TEXT UNDER STUDY:

Is Meal Timing Important for Muscle Gain or Fat Loss?
Meal timing is one of those things that people focus way too much of their attention on, thinking it is going to get them the results they desire.
I have seen people in the gym changing rooms with Tupperware containing 5 cooked chicken breasts for the day so they can eat one every 2 hours.
I’ve seen other people prepare 8 identical meals, and bring all of these to work and eat them on a schedule.
At the time, I was still very inexperienced myself when it came to getting results from the gym, but I thought “Surely this can’t be necessary?”
Is it really that important to focus on providing your body with a constant supply of macro and micro nutrients throughout the day (especially for building muscle?)
Is meal timing important for building muscle?
The answer is: no.
What IS IMPORTANT is the total amount of calories you’re taking in on a daily basis. This should fit with your goals.
If you’re trying to build muscle, then you need to be gaining weight. Therefore you need to be eating in a calorie surplus and getting enough protein from day to day to support muscle growth.
If you’re trying to lose fat, then all that matters is you eat fewer calories than you burn (be in a calorie deficit).
If you’re trying to lose fat but RETAIN muscle (not add muscle, this isn’t really possible whilst losing fat) then you need to be in a calorie deficit but still getting enough protein (About 1g per pound of bodyweight).
When you actually get those calories in doesn’t really matter at all. Whist bulking just getting them all in can be a challenge and you might find you’re spending all day eating anyway. You might also find you have to play catch-up at night and cram in some high calorie foods. There is nothing wrong with this. They won’t cause extra fat storage because you ate just before going to bed.
Meal timing whilst losing fat only matters in regards to how it helps you manage hunger
If you’re in a fat loss stage, just eat your meals whenever works best for you and leaves you the least hungry throughout the day.
For example, intermittent fasting works well for some. This usually means skipping breakfast, resulting in an extended fast after the last meal of the day, until about lunchtime the next day. For some people, they get less hungry throughout the day by delaying the first meal of the day.
If you had to stay below 1,800 calories for the day, then it’s probably not going to work well for you if you eat them all before lunch time and then have to wait until the next morning to eat again.
Note: There is nothing magical about intermittent fasting. Some people think it’s a magic bullet that caused their fat loss without realising it’s just made them eat less every day.
It’s also a good strategy to focus on low calorie, satiating foods. This is why I, and many other people, love porridge during a fat loss stage. If you make it with water instead of milk then it’s even less calories. You can add some berries or a bit of jam to make it more interesting. You can have a very big bowl for 250 calories that will keep you full for hours.

EXCERPTED RECORDS:
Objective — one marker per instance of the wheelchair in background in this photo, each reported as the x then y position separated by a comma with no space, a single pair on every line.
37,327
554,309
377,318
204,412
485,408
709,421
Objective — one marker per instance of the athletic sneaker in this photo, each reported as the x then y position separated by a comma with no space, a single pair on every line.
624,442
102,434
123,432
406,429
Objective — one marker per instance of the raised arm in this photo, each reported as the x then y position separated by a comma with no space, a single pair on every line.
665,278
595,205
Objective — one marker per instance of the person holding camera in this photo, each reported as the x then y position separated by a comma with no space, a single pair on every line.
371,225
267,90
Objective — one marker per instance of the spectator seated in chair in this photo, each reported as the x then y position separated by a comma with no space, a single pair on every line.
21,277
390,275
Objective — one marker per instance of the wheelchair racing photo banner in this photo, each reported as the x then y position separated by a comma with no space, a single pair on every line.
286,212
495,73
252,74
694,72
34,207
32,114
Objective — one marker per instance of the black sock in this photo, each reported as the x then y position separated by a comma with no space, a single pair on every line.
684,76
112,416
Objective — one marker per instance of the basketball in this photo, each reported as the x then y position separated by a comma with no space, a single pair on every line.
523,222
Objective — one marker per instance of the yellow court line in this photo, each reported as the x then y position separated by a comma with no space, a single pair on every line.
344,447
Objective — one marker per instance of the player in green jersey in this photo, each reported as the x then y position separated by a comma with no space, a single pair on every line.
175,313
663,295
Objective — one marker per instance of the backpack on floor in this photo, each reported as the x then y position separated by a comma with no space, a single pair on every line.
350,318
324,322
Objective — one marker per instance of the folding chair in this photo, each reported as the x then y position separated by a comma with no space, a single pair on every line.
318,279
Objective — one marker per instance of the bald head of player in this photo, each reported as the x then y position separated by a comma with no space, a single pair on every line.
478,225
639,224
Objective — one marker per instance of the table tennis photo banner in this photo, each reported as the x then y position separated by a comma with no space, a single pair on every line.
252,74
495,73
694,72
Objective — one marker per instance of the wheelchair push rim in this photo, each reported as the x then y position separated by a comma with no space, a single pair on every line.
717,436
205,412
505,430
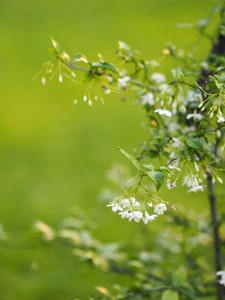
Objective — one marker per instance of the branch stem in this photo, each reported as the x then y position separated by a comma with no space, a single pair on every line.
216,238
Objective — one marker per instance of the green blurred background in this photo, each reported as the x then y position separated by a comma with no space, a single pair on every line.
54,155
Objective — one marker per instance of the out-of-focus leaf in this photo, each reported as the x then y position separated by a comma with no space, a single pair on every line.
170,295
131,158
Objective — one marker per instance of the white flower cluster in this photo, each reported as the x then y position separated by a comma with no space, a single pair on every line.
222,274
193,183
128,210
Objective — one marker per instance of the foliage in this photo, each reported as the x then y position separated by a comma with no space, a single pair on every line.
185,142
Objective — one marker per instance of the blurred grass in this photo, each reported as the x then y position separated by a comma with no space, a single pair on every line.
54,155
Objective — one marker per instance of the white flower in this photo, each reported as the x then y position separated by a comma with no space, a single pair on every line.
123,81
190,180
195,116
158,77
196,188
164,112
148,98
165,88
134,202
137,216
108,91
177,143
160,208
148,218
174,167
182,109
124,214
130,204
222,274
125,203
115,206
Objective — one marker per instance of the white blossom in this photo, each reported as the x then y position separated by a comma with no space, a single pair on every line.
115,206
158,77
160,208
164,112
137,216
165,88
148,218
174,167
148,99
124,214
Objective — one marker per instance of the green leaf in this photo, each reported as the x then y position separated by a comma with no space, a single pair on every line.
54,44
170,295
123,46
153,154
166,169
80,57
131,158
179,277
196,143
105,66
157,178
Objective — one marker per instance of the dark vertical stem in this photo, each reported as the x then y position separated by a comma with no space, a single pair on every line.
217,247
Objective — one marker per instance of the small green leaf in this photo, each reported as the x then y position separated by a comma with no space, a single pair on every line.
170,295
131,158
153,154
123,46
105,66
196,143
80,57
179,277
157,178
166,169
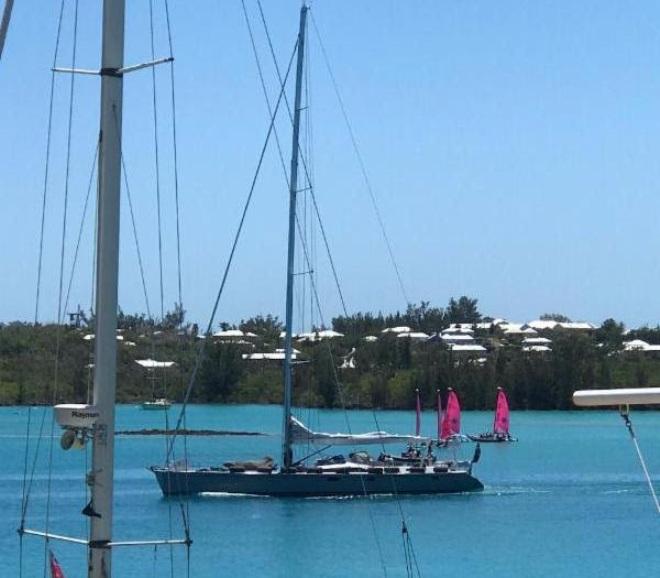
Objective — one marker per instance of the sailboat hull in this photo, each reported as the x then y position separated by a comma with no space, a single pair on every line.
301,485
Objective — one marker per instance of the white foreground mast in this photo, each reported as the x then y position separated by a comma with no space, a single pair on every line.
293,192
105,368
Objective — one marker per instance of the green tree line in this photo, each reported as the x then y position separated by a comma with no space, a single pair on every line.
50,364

---

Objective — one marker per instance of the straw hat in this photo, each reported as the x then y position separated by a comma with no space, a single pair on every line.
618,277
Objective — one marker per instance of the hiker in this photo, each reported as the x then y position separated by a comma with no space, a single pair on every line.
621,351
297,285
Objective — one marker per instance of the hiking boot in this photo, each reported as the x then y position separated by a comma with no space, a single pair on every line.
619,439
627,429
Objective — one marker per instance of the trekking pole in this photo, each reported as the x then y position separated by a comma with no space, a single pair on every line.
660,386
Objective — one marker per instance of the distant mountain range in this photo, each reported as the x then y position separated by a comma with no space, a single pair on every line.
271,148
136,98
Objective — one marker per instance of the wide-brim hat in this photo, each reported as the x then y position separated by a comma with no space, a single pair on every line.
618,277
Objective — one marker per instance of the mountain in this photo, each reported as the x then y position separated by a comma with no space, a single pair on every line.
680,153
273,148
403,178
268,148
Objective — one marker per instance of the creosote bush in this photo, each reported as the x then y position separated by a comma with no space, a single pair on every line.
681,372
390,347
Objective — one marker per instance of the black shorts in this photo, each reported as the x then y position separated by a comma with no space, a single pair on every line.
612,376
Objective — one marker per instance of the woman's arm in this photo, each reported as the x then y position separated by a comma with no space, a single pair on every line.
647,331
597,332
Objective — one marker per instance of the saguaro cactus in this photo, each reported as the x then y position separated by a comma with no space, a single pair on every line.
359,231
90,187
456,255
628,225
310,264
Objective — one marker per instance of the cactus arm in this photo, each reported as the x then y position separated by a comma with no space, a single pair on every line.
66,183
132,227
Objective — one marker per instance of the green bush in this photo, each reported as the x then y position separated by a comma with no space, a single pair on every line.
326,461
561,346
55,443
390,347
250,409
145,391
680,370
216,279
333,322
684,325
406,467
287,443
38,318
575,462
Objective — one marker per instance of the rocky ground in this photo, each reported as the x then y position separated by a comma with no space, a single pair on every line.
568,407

...

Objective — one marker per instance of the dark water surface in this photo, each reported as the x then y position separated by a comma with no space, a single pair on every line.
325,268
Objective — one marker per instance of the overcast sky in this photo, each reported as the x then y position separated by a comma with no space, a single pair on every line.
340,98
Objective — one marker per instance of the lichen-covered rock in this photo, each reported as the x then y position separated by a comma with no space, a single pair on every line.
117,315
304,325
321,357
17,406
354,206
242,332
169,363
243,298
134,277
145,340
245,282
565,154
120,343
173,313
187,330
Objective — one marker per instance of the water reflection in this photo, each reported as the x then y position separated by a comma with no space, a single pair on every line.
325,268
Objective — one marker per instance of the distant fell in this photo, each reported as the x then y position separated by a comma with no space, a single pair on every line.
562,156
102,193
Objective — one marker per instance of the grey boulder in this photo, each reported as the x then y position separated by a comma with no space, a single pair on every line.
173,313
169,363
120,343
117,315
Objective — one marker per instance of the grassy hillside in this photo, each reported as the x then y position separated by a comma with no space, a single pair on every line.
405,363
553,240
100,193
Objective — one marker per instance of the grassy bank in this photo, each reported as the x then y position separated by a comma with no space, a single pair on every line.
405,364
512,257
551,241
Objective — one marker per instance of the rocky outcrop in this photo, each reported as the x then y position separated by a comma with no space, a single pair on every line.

PROMPT:
Reproduce the passage of the meal timing text word for word from "For example, intermittent" up to and including "to eat again.". The material is not needed for this task.

WRITTEN RESPONSE:
For example, intermittent fasting works well for some. This usually means skipping breakfast, resulting in an extended fast after the last meal of the day, until about lunchtime the next day. For some people, they get less hungry throughout the day by delaying the first meal of the day.
If you had to stay below 1,800 calories for the day, then it’s probably not going to work well for you if you eat them all before lunch time and then have to wait until the next morning to eat again.